* _AIM_
Reproduce every line of the entries below, requests included. Scale each vertex coordinate in the answers by 1.1 and round to the nearest whole number, with halves rounding up.

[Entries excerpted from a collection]
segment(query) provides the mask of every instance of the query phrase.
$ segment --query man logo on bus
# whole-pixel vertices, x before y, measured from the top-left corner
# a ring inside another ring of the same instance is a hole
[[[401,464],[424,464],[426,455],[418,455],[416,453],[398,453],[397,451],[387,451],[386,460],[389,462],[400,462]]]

* _WRITTEN SOLUTION_
segment(query) provides the mask of every instance of the query phrase.
$ segment --query man logo on bus
# whole-pixel vertices, x before y, measured from the top-left corner
# a ring inside another ring of the same instance is a hole
[[[441,510],[466,510],[469,501],[460,501],[458,498],[438,498],[437,496],[426,496],[425,506],[428,508],[440,508]]]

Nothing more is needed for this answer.